▶ [WRITTEN TASK 1] In the XFS crash discussion, list every distinct function name that appears with parentheses, one per line.
▶ [WRITTEN TASK 2] Continue the XFS crash discussion from its final sentence onward.

▶ [SELECTED PASSAGE]
╔══

So this sounds like the root cause of the crash is a use after free and
not necessarily a "use before initialized," correct? I see that
->m_perag_tree should be zeroed on allocation, but I have no idea if the
radix tree code is robust enough to deal with that.

> Setting sb->s_fs_info to NULL in this case won't solve the problem;
> we'll still crash on a null pointer in xfs_reclaim_inodes_count().

But the patch adds a NULL check..? I think this could be worded more
clearly.

> The problem is that the superblock shrinker is running before the
> filesystem structures it depends on have been fully set up. i.e.
> the shrinker is registered in sget(), before ->fill_super() has been
> called, and the shrinker can call into the filesystem before
> fill_super() does it's setup work.

╚══

▶ [DATA PROVIDED]
╔══

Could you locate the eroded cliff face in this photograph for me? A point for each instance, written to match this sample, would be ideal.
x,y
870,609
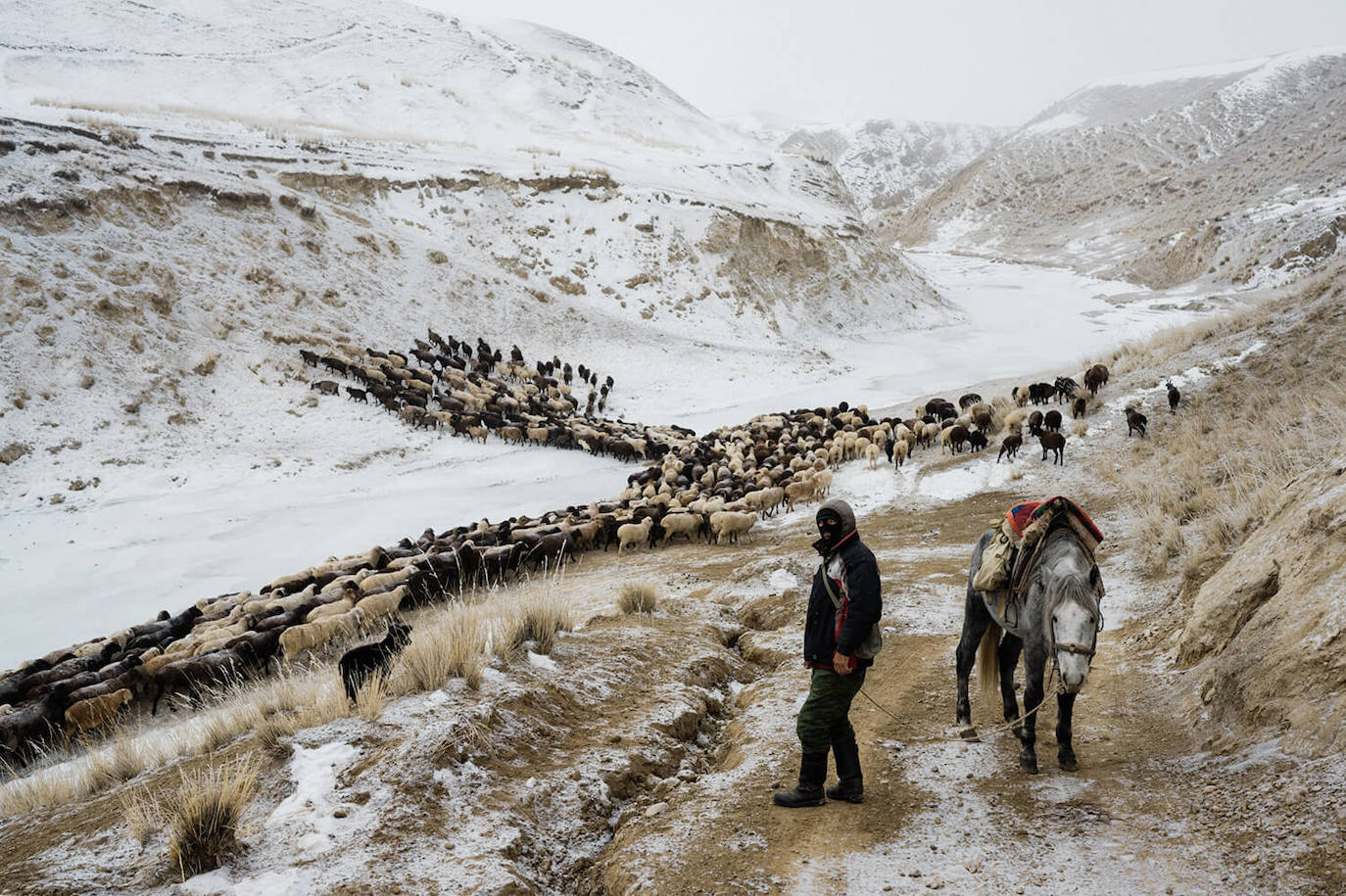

╚══

▶ [TASK RESULT 1]
xfs_reclaim_inodes_count()
sget()
fill_super()

▶ [TASK RESULT 2]
> 
> The twist here is that we need the sb shrinker to run in the XFS
> mount process because of the memory pressure that log recovery and
> quota check can create. Hence we need to prevent the indoe cache
> scanning from occurring until after we've set up the per-ag
> structures and caches that it depends on. We also need to ensure
> that we clear the flag and sb->s_fs_info on failure so that we
> can do the right thing in all cases in xfs_reclaim_inodes_count().
> 

Makes sense...

> Signed-Off-By: Dave Chinner <dchinner@redhat.com>
> ---
>  fs/xfs/xfs_mount.c | 2 ++
>  fs/xfs/xfs_mount.h | 1 +
>  fs/xfs/xfs_super.c | 9 +++++++++
>  3 files changed, 12 insertions(+)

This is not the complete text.